**SOURCE TEXT**:
Pros: This would make an excellent addition to a music library, and budding saxophonists will find the history of their instrument inspiring. James Ransome’s illustrations bring the various characters and time periods to life.
Cons: I was looking forward to additional information about Sax and his instrument, with maybe a timeline and additional resources, but there were none of those things.
Summary: Cecilia Payne’s curiosity about the natural world didn’t get much support when she was growing up in England. Her family moved from the country, where she loved to explore nature, to London so her brother could go to school in the city. Cecilia was sent to a religious school that didn’t offer any of the math and science classes that she loved. She went on to study at Cambridge, where she switched her focus from botany to astronomy after hearing a talk by astronomer Arthur Eddington. There was no place for her at Cambridge after graduation, so she moved to the other Cambridge (Harvard), where she was surrounded by like-minded women scientists. Persistence with her research paid off as she made important discoveries about what the stars are made of, discoveries that fired up her imagination to ask even more questions. Includes additional information about both Cecilia Payne and the birth of stars, as well as a timeline and a bibliography. 48 pages; grades 2-5.
Pros: This fascinating biography is enhanced by the beautiful illustrations that show the parallels between Cecilia Payne’s life and the birth of a star. A great read for Women’s History Month.

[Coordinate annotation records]

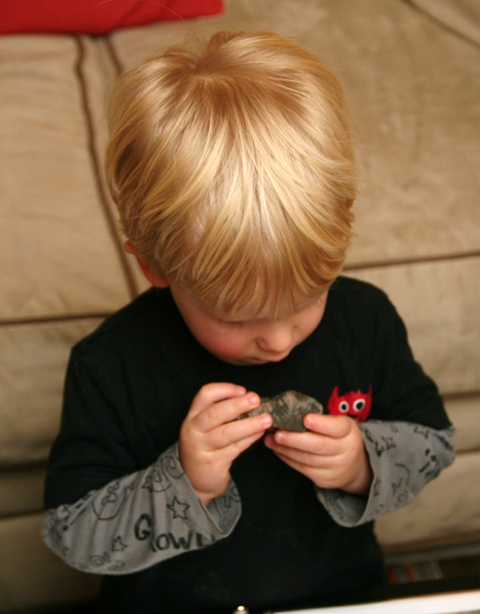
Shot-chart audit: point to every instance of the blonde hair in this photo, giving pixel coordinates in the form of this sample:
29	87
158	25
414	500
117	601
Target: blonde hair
232	170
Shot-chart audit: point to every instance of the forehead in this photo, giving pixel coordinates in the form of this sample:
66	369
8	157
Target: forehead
257	311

**TASKS**:
- 1) In the book reviews, what led Cecilia Payne to switch her focus from botany to astronomy at Cambridge?
- 2) Write the next part of the book reviews, picking up after their final sentence.

**TASK-BY-TASK RESULTS**:
- 1) Hearing a talk by astronomer Arthur Eddington.

- 2)
Cons: There wasn’t much about Payne’s research after she discovered what stars are made of, a discovery she made at the age of 25.
Summary: Jovita wanted to wear pants, but girls growing up in 1910’s rural Mexico were expected to wear dresses. She played with her brothers every chance she got, learning about the countryside: how to find food and water, where dangerous animals lived, and how to read the weather. When revolution came to her village, her father and brothers joined the fight, but Jovita wasn’t allowed to. War brought one tragedy after another, as her house was burned down, she was captured and held hostage for a time, and her father and brothers were killed. After their deaths, Jovita cut her hair, put on pants, and joined the revolution as a soldier named Juan. Her knowledge of the countryside made her a natural leader, and she fought for six years before finally agreeing to a truce with the government. The President of Mexico was so impressed with her fighting skills that he invited her to a meeting. She went on her own terms, still wearing the pants she loved. Includes five pages of additional information with photos, plus notes from the author and illustrator. 48 pages; grades 1-5.
Pros: Badass doesn’t begin to describe Jovita Valdovinos, whose legendary feats make for inspiring Women’s History Month reading. The colorful illustrations capture her energy, and the additional information makes for some very interesting reading.
Cons: Despite her heroics, Jovita’s early life sounds pretty terrible.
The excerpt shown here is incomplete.